--- WHAT IS EXPECTED ---
Wherever a picture appears, skip it and retype the rest of the data exactly.

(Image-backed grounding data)
Start of Block
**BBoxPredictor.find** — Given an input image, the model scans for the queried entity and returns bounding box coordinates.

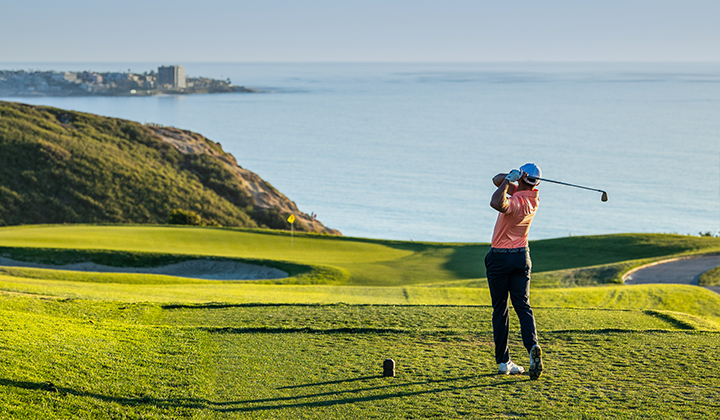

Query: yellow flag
[287,214,295,224]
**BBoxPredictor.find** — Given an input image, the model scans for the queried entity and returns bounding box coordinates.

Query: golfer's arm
[490,180,511,213]
[492,173,517,194]
[492,173,507,187]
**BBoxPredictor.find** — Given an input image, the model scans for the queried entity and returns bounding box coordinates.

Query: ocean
[2,62,719,242]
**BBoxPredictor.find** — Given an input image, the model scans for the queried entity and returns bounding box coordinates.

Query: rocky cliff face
[147,126,340,235]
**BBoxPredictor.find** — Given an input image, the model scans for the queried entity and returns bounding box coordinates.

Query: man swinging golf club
[486,163,543,380]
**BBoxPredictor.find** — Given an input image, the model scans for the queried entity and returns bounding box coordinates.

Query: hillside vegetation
[0,101,336,234]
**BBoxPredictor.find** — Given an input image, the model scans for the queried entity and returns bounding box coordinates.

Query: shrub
[252,207,291,230]
[699,266,720,286]
[168,209,202,226]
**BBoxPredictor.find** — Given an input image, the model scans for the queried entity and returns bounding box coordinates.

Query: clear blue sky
[2,0,718,62]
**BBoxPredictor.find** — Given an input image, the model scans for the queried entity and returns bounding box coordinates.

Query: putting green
[0,225,411,264]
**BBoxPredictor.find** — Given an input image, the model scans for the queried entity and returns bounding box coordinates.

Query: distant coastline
[0,65,258,97]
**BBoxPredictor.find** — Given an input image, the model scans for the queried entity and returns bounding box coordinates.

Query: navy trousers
[485,248,538,364]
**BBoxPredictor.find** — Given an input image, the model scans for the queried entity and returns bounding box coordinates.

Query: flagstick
[287,214,296,248]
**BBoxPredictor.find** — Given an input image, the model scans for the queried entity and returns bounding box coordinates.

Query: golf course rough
[0,225,719,418]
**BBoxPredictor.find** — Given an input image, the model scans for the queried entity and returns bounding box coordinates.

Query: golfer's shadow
[0,378,206,409]
[0,373,517,413]
[226,373,516,413]
[276,375,379,389]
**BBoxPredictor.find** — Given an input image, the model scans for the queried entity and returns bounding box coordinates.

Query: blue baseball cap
[520,163,541,185]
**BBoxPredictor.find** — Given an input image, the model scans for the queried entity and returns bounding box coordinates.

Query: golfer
[486,163,543,380]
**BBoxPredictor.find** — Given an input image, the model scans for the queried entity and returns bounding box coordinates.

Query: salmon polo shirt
[491,189,539,249]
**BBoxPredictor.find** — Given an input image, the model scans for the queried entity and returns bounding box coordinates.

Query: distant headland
[0,65,258,97]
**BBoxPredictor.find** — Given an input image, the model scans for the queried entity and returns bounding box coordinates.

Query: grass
[0,246,336,285]
[0,295,718,419]
[2,270,720,323]
[0,225,719,286]
[0,225,719,418]
[699,266,720,286]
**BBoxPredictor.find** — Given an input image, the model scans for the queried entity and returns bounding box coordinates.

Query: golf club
[535,177,608,202]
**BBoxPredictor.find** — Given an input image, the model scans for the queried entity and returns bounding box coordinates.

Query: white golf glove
[505,169,522,182]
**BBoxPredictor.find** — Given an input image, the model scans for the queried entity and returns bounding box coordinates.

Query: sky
[1,0,719,62]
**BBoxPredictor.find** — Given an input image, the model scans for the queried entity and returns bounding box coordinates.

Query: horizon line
[1,60,719,65]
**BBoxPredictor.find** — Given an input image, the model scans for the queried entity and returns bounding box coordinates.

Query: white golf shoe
[498,360,524,375]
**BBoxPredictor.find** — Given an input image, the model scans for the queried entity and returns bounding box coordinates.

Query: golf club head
[601,191,608,202]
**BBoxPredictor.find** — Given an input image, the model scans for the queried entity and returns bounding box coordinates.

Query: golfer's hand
[505,169,522,183]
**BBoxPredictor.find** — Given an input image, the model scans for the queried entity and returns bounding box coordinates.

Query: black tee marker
[383,359,395,377]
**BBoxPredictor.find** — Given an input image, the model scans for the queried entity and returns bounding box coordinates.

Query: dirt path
[622,254,720,294]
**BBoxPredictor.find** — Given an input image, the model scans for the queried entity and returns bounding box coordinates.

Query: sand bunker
[0,257,288,281]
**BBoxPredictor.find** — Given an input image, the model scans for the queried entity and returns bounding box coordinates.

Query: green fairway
[1,225,719,287]
[1,225,719,418]
[0,225,411,264]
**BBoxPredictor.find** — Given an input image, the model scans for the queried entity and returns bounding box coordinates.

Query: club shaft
[536,177,606,194]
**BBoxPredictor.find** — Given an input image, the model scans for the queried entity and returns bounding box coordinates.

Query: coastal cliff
[0,101,339,235]
[147,125,338,234]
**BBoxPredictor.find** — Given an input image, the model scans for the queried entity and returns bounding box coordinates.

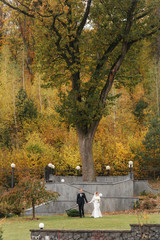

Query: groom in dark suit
[76,189,88,218]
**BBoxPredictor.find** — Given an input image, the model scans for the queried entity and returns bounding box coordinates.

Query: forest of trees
[0,0,160,184]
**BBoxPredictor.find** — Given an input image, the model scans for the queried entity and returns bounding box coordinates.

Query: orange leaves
[0,176,58,218]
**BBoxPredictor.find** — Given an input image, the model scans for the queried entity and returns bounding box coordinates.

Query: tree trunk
[22,47,25,90]
[0,7,3,46]
[32,200,35,219]
[155,62,160,117]
[112,86,116,134]
[38,76,42,114]
[12,77,19,148]
[77,122,99,182]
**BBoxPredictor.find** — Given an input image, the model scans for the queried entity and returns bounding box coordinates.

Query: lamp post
[48,163,55,174]
[128,161,133,180]
[48,163,55,182]
[39,223,44,229]
[106,165,110,176]
[51,164,55,172]
[11,163,15,188]
[48,163,52,168]
[76,165,80,176]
End of Block
--- ANSWER BOX ---
**BBoxPredictor.find** — Given an input image, the model scans for the queried entity and returns bounding box coordinates.


Query: yellow flag
[287,214,295,224]
**BBoxPredictor.find** — Given an input image, the model scans for the queried entity and returns bounding box coordinates.

Query: golfer's arm
[490,180,511,213]
[492,173,517,194]
[492,173,507,187]
**BBoxPredictor.find** — Given an input image, the model scans for the queried entity and returns bounding box coordinates.

Query: ocean
[2,62,719,242]
**BBoxPredictor.find** — Given an input image, the model scans for the queried entity and returns bounding box coordinates.

Query: rocky cliff face
[147,126,340,235]
**BBoxPredictor.find** — Given an input image, the model scans for the queried entity and returns bounding box coordinates.

Query: man swinging golf club
[486,163,543,380]
**BBoxPredictor.find** — Given an input image, the model scans for the queried entity and returns bounding box coordinates.

Query: hillside vegetation
[0,101,336,234]
**BBoxPredictor.find** — Given an input image, the model scans for the queried entity and returns bounding box coordinates.

Query: shrub
[252,207,291,230]
[699,266,720,286]
[168,209,202,226]
**BBoxPredictor.find** — Given an input image, the model scans for the queried entity and returns bounding box coordinates.

Query: clear blue sky
[2,0,718,62]
**BBoxPredictor.find** — Given an input image, the model scans for the queried entity and returns bounding box coordinates.

Query: putting green
[0,225,411,264]
**BBoxPredictor.find** — Given an input image, the model scans for the queried entity and returns bounding box coordinates.

Query: distant coastline
[0,65,258,97]
**BBoxPredictor.find** — Given an input image, the model scans for the queried entity and returns bounding box coordinates.

Query: navy trousers
[485,248,538,364]
**BBoxPredictor.find** — Given an input image, the model scans for the queried entity and returns bounding box coordinates.

Query: flagstick
[287,214,296,248]
**BBoxPredictor.find** — Given an input image, the model scans for the queried entity and returns bounding box coordinates.

Query: golf course rough
[0,225,719,418]
**BBoxPredictor.find** — Given an input image, the model scans for the queried entity and returns bounding box coordinates.

Query: golfer's shadow
[0,378,206,409]
[0,373,517,413]
[226,373,516,413]
[276,375,379,389]
**BBoxPredictor.find** — Given an input image, the model scans for the queried entity and returns bounding box coordinates.

Query: blue baseball cap
[520,163,541,185]
**BBoxPredictor.find** — Given an input image, the model scans for the queried entity and returns bounding box coordinates.

Query: golfer
[486,163,543,380]
**BBoxPredictor.find** — Given an input image, the model scans for the queried entity and returns bounding box coordinates.

Query: salmon polo shirt
[491,189,539,249]
**BBoxPredictor.find** — Given an input image, the model scans for the queried entity and returns bounding box coordinates.

Query: distant headland
[0,65,258,97]
**BBoxPredictor.find** — Given an input image, the model scans for the queried entity and returns bounding box coordinates.

Query: grass
[0,246,336,285]
[0,295,718,419]
[2,270,720,323]
[0,225,719,286]
[0,225,719,418]
[699,266,720,286]
**BBoxPredictor.find** — Given an input image, the model scans for the queried entity and returns bounding box coordinates.

Query: golf club
[535,177,608,202]
**BBoxPredictor.find** — Given an input image, the model scans for the queried entity and returns bounding box coordinates.

Query: white golf glove
[505,169,522,182]
**BBoxPredictor.find** — Given an input image, the model scans for the queried entity and returns bounding box coordinates.

Query: sky
[1,0,719,62]
**BBoxPredictor.find** — Given an input image, the model scans for the queried entity and returns bounding box coordinates.

Query: horizon line
[1,60,719,65]
**BBoxPredictor.find** — Given an input image, the model scans for the queried entity and returns bounding box coordinates.

Query: white golf shoe
[498,360,524,375]
**BBoxPredictor.find** — Given an input image, the model scans for the queried entity and returns bounding box coordinates.

Query: golf club head
[601,191,608,202]
**BBoxPredictor.find** — Given an input image, the model scans for the queried entity and returns bounding box coordinates.

Query: golfer's hand
[505,169,522,183]
**BBoxPredictor.find** — Given an input image, the model scans for the queried entity and returns bounding box coordinates.

Query: black tee marker
[383,359,395,377]
**BBoxPredictor.find** — Given an input image, the model scans for the queried entity and returns bounding box coordinates.

Query: dirt path
[622,254,720,294]
**BBoxPredictor.find** — Given an input image, the model scans for the queried entity and returns bounding box coordinates.

Query: sand bunker
[0,257,288,281]
**BBoxPredictor.find** — Given an input image, the model scans for the queried entity and returns bounding box coordinates.

Query: green fairway
[1,225,719,287]
[1,225,719,418]
[0,225,411,264]
**BBoxPredictor.find** — Given an input image, the model scans for the queried entity and returns bounding box coordinates.

Query: club shaft
[536,177,606,194]
**BBoxPredictor.find** — Given an input image, the model scans for the queried entity and returns bounding box coordinates.

Query: coastal cliff
[0,101,339,235]
[147,125,338,234]
**BBoxPredictor.find** — Given an input image, the model scans for the queried entity and returns bounding box coordinates.


Query: groom in dark suit
[76,189,88,218]
**BBoxPredictor.find** — Given an input image, the model scans for the queried entity and returns bounding box coordinates.

Query: forest of trees
[0,0,160,184]
**BBoxPredictor.find** — Given an input image, the model scans for the queried entity and returns bounding box coordinates.

Query: orange leaves
[0,176,58,218]
**BBoxPredictor.find** — Given an input image, the model scans for the queried entity and returns bounding box coordinates.

Query: tree trunk
[22,47,25,90]
[0,7,3,46]
[32,200,35,219]
[155,62,160,117]
[112,86,116,134]
[38,76,42,114]
[12,77,19,148]
[77,122,99,182]
**BBoxPredictor.find** — Given an input image, the model scans for the queried entity and returns bounding box coordinates.

Query: lamp post
[48,163,55,174]
[128,161,133,180]
[48,163,55,182]
[39,223,44,229]
[106,165,110,176]
[51,164,55,172]
[11,163,15,188]
[48,163,52,168]
[76,165,80,176]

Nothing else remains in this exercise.